Begin Record excerpts

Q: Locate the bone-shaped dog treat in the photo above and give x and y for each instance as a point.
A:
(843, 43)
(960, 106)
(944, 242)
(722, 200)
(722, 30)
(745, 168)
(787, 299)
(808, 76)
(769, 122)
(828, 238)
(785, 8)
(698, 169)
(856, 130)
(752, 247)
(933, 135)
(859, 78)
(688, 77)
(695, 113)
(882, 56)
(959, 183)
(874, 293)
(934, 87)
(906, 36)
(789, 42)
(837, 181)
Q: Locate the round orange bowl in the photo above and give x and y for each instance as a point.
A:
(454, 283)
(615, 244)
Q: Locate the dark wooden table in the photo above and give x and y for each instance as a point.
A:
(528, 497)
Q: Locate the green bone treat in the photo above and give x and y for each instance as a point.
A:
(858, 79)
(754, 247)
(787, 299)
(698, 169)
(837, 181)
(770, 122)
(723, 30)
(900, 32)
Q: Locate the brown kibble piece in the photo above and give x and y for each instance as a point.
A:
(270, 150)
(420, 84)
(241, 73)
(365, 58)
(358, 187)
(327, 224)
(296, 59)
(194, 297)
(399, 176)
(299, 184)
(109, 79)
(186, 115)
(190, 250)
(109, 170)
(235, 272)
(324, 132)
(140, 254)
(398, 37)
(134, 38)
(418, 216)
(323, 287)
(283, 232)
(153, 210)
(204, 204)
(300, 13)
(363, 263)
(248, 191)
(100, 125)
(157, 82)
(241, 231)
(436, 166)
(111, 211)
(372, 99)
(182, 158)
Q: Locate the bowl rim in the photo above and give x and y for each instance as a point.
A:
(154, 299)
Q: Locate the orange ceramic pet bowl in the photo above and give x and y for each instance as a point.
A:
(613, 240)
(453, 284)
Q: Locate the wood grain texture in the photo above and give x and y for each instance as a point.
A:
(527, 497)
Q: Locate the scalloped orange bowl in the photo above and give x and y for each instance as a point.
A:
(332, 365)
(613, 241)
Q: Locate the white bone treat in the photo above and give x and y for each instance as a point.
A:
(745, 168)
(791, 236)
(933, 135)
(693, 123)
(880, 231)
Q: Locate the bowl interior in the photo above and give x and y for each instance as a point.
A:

End Record excerpts

Reproduce the listing from the line with "Q: Locate the white" through the end, including both ends and the request lines. Multiply every x and y point coordinate in the answers by 1.9 and round each result to a whole number, rounding halves up.

Written answer:
Q: Locate the white bone treat in the photo above and give x and y for each instance as a point.
A:
(1416, 319)
(1503, 448)
(1773, 257)
(1317, 234)
(1672, 439)
Q: Locate the bowl interior in the photo above and give x and y for each instance as a point.
A:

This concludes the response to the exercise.